Задание —
Повторите дословно все строки приведённого ниже материала.

Данные разметки расположения объектов —
----

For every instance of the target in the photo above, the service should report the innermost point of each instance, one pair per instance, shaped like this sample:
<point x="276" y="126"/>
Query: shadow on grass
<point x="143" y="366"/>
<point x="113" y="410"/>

----

Ответ на задание —
For every instance of the target in the photo above, the service should report the innermost point of each instance, one pair per instance, shaped like this sample:
<point x="276" y="126"/>
Query: shadow on grass
<point x="143" y="366"/>
<point x="113" y="410"/>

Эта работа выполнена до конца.